In einigen Fällen entwickeln andere Gebäudeteile auch ihre Eigenständigkeit, wie beispielsweise der Hofladen, Urlaub am Bauernhof, ein Seminartrakt oder Praxisräume. Sie sind Teil des Wirtschafts­betriebes, haben aber auch ein Eigenleben. Sie haben ihre eigenen Mitten und Mittenthemen. Die Angebote stehen im Vordergrund und man trifft sich mit Kunden und Klienten.

Gefühle für Haus und Hof

Ich kehre nochmals zur Analogie mit dem Menschen zurück. Da habe ich neben der mentalen Mitte auch eine emotionale Mitte vorgestellt. Gilt das auch für Baulichkeiten? Ein Bauchgefühl des Hofes sozusagen?

Die emotionale Mitte

Es gibt auch Fokuspunkte, die nicht der Geometrie von Grundrissen folgen. Es sind gefühlte Punkte, nicht beliebig, aber flexibel. Sie markieren den Gefühlskörper des Hofes und sind in mancher Hinsicht sogar wichtiger als die mentalen Fokuspunkte. Wie der Mensch hat auch der Organismus Hof beides, Verstandes- und Gefühlsköper mit ihren jeweiligen Fokuspunkten.

Eine emotionale Mitte kann nicht geometrisch ermittelt werden. Sie müssen gesucht, besser erspürt werden. Emotionale Werkzeuge sind ein Gefühl für den Hof, ein Gefühl für die Menschen, ein Gefühl für die Ahnen. Deshalb ist dieser Mittenpunkt so wichtig, weil er uns einen möglichen Zugang zu den Gefühlswelten eröffnet.

Ein Herz für Haus und Hof

Das Herz liegt zwischen Verstand und Gefühl. Es verbindet beides, berücksichtigt beides und gleicht beide aus. Eine wunderbare Aufgabe. Auch Landschaften und Baulichkeiten haben so eine Funktion, die wir als Herz bezeichnen können. Einen Fokuspunkt, an dem wir an alle Ebenen des Hofes anknüpfen können.

Die herzliche Mitte

Der Herzpunkt hat auch viel mit den Bewohnern zu tun. Denn Herzen sind immer miteinander in Verbindung. Auch die „Herzen“ unterschiedlicher Entitäten. Der Herzpunkt kann sich ändern, wenn es einen Generationenwechsel gibt. Dann schlägt das Herz des Hofes für die jungen. Wo es räumlich verortet wird, ist immer woanders und darf gesucht werden.

BEREITGESTELLTES MATERIAL:
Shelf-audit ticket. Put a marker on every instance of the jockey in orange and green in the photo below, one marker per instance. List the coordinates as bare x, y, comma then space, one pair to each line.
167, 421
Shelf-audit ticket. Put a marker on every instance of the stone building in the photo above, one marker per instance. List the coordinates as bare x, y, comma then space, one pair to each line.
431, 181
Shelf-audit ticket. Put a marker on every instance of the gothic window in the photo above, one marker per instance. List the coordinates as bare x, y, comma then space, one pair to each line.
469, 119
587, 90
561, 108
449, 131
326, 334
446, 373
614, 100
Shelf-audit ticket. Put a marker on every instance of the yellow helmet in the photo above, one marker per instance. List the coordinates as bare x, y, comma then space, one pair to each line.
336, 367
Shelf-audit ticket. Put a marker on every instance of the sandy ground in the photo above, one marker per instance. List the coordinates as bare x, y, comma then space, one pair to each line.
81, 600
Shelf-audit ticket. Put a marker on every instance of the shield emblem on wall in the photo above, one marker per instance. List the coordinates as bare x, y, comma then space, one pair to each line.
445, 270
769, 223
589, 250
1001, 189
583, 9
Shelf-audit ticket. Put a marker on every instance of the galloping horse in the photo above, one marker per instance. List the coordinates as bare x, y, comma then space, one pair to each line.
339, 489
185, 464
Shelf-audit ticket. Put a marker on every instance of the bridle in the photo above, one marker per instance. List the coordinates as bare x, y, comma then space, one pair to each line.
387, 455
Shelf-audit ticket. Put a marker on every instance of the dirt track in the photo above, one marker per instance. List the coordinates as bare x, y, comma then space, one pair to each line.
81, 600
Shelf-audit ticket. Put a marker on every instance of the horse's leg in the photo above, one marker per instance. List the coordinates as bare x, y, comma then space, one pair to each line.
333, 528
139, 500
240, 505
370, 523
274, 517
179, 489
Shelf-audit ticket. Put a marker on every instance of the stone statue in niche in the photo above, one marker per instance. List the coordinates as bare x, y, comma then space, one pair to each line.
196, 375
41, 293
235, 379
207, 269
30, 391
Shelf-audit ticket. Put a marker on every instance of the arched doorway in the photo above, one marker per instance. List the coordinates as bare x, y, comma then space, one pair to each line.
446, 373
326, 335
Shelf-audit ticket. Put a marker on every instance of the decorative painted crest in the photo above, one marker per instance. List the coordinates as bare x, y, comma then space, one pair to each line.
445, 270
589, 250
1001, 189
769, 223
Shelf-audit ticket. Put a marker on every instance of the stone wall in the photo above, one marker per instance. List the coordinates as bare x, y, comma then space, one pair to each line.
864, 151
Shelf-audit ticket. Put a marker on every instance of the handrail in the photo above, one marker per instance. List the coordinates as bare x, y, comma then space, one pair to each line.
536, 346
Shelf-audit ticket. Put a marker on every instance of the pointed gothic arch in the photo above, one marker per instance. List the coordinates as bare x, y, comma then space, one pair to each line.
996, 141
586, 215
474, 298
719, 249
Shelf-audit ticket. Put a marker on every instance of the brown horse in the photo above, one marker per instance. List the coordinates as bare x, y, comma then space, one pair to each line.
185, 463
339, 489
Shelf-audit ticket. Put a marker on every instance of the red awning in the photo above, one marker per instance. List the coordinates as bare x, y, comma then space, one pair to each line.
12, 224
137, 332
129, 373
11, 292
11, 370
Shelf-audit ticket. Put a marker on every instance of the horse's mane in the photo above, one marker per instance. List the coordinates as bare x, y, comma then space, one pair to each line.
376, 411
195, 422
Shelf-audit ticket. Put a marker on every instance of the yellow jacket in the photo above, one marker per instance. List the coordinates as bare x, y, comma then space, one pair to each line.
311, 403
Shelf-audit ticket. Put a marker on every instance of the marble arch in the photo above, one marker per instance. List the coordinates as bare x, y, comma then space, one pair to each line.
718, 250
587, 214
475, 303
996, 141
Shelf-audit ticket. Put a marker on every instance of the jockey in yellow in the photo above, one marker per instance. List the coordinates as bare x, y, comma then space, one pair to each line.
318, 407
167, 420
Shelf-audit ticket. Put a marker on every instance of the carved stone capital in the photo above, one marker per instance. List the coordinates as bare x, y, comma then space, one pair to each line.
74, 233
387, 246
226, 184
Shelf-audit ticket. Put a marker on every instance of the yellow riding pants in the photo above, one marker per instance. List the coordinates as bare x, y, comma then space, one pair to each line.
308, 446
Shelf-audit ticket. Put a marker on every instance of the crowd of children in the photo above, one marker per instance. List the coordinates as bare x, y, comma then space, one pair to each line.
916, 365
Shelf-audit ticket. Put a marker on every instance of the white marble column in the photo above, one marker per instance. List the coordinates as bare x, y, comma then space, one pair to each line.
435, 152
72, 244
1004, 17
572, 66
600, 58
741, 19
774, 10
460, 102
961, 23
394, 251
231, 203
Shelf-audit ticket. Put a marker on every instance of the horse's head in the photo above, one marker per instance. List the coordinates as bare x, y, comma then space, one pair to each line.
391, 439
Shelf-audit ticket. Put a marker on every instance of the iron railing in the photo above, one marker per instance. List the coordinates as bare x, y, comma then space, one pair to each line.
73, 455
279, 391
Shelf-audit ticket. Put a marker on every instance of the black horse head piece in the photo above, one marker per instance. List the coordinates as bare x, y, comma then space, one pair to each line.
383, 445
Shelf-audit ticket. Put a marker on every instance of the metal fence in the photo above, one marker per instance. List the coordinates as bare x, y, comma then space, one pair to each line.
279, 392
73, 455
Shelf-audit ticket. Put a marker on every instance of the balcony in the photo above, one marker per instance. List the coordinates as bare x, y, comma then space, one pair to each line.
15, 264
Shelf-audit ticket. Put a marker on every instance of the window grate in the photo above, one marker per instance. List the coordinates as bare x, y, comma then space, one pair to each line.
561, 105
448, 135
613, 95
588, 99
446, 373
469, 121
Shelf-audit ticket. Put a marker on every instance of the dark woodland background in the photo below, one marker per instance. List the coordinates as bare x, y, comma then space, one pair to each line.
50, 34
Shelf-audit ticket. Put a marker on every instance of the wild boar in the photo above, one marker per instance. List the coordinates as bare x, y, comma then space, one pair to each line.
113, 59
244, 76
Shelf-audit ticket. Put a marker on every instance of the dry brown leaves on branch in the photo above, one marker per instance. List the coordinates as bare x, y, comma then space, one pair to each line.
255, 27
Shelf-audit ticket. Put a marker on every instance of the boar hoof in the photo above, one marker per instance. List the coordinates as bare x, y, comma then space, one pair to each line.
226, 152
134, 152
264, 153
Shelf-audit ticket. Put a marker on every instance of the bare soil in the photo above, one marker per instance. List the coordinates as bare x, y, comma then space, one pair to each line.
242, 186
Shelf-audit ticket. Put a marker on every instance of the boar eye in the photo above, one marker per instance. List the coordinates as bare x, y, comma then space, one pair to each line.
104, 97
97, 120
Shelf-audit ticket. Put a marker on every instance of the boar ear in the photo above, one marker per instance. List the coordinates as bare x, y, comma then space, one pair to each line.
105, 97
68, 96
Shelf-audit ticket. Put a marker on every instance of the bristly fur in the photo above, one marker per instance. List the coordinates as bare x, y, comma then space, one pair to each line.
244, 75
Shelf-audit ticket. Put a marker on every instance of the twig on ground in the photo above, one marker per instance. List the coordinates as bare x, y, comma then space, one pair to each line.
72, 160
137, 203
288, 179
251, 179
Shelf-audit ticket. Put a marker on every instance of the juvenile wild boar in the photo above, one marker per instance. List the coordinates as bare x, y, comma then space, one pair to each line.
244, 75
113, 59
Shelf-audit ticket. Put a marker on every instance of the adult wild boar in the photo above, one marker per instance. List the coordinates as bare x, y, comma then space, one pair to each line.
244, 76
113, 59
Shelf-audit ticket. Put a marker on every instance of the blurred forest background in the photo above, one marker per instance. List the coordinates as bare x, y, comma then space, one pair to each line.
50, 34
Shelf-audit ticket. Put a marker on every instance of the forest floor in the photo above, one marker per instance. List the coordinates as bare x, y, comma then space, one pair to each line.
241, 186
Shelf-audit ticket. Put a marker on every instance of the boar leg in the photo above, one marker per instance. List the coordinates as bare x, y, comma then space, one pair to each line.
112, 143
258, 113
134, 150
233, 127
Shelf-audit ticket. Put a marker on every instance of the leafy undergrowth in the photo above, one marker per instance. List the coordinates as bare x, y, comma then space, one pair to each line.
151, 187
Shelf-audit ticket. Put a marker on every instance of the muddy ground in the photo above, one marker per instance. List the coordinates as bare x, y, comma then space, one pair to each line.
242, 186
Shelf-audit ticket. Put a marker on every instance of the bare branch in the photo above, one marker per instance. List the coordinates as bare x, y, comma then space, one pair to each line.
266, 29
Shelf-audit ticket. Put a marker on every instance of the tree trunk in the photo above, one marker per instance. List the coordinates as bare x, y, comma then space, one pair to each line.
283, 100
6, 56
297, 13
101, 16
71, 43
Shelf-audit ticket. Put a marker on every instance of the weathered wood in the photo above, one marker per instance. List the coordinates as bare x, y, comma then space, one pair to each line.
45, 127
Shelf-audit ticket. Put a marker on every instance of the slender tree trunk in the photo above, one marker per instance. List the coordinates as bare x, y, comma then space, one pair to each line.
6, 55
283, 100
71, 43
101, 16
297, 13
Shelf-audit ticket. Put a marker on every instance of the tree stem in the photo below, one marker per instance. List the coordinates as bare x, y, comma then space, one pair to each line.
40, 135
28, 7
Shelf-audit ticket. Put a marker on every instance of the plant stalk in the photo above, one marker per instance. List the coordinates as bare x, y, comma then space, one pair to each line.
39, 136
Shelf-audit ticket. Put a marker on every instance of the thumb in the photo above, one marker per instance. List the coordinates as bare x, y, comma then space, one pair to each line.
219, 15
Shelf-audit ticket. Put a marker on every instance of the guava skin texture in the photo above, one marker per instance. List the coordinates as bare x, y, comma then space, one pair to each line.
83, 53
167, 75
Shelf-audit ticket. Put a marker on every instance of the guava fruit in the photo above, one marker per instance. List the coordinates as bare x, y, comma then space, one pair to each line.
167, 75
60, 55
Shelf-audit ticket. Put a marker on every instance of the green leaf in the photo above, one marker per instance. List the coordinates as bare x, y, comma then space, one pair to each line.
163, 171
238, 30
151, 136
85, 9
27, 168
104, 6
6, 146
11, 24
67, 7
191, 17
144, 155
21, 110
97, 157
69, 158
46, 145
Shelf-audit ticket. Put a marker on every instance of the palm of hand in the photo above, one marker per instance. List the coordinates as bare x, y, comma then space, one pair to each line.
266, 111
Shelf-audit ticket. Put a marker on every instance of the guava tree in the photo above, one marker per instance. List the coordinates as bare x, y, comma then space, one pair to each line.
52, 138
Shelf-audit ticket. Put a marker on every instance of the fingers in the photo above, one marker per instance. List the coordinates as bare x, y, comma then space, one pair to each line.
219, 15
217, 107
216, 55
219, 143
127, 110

KURZE AUFGABE:
Wann kann sich laut dem Text über Haus und Hof der Herzpunkt ändern?

LÖSUNG DER AUFGABE:
Wenn es einen Generationenwechsel gibt.